Provided text:

• Banno
    23.1k
    At best God made stuff for us to count. The counting is our own doing.
  • Wayfarer
    20.6k
    Maths is predictive, though. It enables not only counting, but discovery of things otherwise unknowable. Much of modern science is an illustation of just that, as pointed out by Eugene Wigner in his influential essay Unreasonable Effectiveness of Mathematics in the Natural Sciences.

    Anyway, the point I was making was in response to the rhetorical question 'what could be "outside" of the Universe, as the Universe is by definition everything'. The OP falls into the trap of believing that whatever is real must be spatially located. So I was making the rhetorical counterpoint that such things as conceptual or abstract objects such as number are not located anywhere, they're not 'in' the Universe, either.
  • Banno
    23.1k
    We come up with a way of describing the world and Eugene Wigner complains that describing the world seems unreasonable... It just seems a bit churlish.
  • Wayfarer
    20.6k
    perhaps he understands something we don't. He did after all win the Nobel Prize for atomic physics.
  • Banno
    23.1k
    Meh. Bob Dylan got one fo them Nobel things, for writing "How many times?"

    And Obama got one for being elected.

    Now I don't hold with that Platonic Forms stuff, but it's a good topic. Care to start a thread on the article? Have you a link?

    Your rejection of the assumption in the OP looks quite right. Although I'm not sure numbers are real - except for real numbers.
  • Wayfarer
    20.6k
    Now I don't hold with that Platonic Forms stuff, but it's a good topic. Care to start a thread on the article? Have you a link?Banno

    I do, as a matter of fact. I’ve even started the draft. Tomorrow.
  • Banno
    23.1k
    Tomorrow.
  • Wayfarer
    20.6k
    No promises.
  • 180 Proof
    14k
    Although I'm not sure numbers are real - except for real numbers.Banno
    :smirk:
  • synthesis
    933
    One argument I have heard from Franz Liszt is that God exists outside of time, however for that to be the case, a God would have to be outside of the whole universe, which seems scientifically impossible given that nothing is outside of the universe by definition.scientia de summis

    In order to understand what is being said, consider the notion that is science that does not exist (in any real way). When you brush this abstraction aside, then all things become possible.
  • counterpunch
    1.6k
    My intuition suggests intuition is useless, because time as I experience it, is not what time actually is. Time is very strange. We can observe time dilation for fast-moving objects, and gravitational time dilation for objects caught in extreme gravitational fields. We then ask about the age of the universe! Even cross referencing stellar evolution, the cosmic microwave background and expansion - only gives us a relative measure of the age of the universe; relative to how time passes for us! But does time pass at the same rate for other objects in the universe? It seems unlikely to me, that the universe is of a uniform age! Consequently, I imagine, that if you could build a time machine, and travel back in time toward the big bang, you'd never get there. It would be like approaching the speed of light - only you'd get slower and slower, like a clock falling into a black hole!

To be done:
- 1) Could you condense the paragraph in the forum thread that begins "My intuition suggests intuition is useless" into a short list of its main points?
- 2) Could you write the next part of the forum thread, starting after its final post?
These records come from a separate source.

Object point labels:
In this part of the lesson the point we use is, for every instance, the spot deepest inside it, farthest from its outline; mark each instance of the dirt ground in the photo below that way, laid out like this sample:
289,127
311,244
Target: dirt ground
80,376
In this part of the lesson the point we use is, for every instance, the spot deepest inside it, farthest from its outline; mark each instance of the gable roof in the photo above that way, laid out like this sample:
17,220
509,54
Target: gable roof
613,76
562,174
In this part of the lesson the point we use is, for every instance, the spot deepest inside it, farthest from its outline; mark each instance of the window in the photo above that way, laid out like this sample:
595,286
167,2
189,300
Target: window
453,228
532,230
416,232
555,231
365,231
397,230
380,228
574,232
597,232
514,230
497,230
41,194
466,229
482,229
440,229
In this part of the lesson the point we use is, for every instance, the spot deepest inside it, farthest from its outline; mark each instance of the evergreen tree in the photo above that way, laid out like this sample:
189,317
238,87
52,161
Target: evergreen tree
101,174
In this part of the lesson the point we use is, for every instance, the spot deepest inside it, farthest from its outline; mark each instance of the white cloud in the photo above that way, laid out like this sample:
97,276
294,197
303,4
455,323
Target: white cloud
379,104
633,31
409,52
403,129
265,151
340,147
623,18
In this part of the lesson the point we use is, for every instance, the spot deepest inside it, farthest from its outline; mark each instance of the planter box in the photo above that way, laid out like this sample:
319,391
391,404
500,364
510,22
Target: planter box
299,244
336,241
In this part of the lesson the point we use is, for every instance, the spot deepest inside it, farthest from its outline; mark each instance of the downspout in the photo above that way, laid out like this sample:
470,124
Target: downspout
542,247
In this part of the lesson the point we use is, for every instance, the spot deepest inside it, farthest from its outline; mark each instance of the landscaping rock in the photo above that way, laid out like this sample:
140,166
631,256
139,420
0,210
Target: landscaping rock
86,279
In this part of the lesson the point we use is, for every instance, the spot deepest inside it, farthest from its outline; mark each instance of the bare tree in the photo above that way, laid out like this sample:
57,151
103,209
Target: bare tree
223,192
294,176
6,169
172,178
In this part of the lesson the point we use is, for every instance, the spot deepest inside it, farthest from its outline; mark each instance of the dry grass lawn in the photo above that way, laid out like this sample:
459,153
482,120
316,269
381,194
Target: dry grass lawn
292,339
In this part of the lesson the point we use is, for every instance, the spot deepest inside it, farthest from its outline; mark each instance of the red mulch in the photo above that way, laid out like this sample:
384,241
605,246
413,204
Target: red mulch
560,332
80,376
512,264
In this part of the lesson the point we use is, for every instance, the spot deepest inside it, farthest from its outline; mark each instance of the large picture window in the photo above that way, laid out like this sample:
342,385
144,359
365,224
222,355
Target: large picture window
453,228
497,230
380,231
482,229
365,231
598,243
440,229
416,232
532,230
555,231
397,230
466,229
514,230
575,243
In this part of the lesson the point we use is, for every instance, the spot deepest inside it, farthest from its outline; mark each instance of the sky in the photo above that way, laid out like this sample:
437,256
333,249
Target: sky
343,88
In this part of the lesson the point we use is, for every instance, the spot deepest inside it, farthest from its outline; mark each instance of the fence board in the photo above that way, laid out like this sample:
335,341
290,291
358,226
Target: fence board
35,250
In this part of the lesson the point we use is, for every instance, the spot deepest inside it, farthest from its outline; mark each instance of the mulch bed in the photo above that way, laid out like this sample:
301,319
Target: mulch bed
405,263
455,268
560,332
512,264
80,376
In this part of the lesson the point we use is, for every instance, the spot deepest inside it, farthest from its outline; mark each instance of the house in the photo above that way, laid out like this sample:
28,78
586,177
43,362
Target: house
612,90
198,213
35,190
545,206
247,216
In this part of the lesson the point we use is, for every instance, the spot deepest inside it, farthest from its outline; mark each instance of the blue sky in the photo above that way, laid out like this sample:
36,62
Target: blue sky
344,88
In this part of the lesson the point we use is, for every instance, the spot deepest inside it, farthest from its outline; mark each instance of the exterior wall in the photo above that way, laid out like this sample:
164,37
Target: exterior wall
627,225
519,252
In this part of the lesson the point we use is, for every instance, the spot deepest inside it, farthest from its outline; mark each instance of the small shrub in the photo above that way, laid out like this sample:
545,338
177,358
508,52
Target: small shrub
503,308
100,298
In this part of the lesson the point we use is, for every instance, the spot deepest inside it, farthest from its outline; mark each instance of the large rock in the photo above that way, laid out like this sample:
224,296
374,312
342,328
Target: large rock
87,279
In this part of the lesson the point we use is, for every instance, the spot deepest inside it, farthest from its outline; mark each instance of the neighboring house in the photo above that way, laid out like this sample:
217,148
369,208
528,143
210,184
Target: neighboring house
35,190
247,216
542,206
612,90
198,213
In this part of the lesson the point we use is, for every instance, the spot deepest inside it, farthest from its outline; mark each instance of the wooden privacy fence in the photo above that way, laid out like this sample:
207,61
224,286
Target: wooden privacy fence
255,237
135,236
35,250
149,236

Answers:
- 1)
- Intuition is unreliable here, because time as we experience it is not what time actually is.
- Time dilation is observed for fast-moving objects and for objects in extreme gravitational fields.
- Stellar evolution, the cosmic microwave background and expansion give only a relative age of the universe, relative to how time passes for us.
- It seems unlikely that the universe is of a uniform age.
- A time machine traveling back toward the big bang would never arrive. It would slow down more and more, as when approaching the speed of light or like a clock falling into a black hole.

- 2)
  • Olivier5
    6.2k
    Where is the number 7 located?Wayfarer

    It's usually placed between 6 and 8. :razz:
  • Heracloitus
    487
    on the numberline, yes. Where is the numberline located?
  • Olivier5
    6.2k
    Where is the numberline located?emancipate

    I seem to have one on top of my keyboard. :-)
  • 3017amen
    3.1k
    The answer to the question of origin of the universe is "Mystery created it" or "Mystery caused it" or "Mystery did it", which only begs the question and does not answer it.

    Either (i) religious theists don't know that they don't know or (ii) they know they don't know and just bullshit themselves and us with "Mystery did it", etc.
    180 Proof

    How is that different than other existential mysteries of the universe, including your own conscious existence?
  • 180 Proof
    14k
    I had no idea that conscious experience is a "mystery" like g/G.
  • 3017amen
    3.1k


    Consider yourself enlightened then. LOL There remains mystery (?).
  • 3017amen
    3.1k


    Have you given any thought to relativity (speed of light) and the existence of a theoretical eternity/outside of time itself?
  • TheMadFool
    13.8k
    The Big Bang is the best theory we have of our universe's origin and the equations we use to study it are only good to about some billionths of a second after the actual Big Bang, beyond that, I'm told, the equations break down. When that happens, all bets are off, and the only thing we can do is to continue gathering data and hope that somewhere in there will be found the critical piece of evidence that can help solve this mystery.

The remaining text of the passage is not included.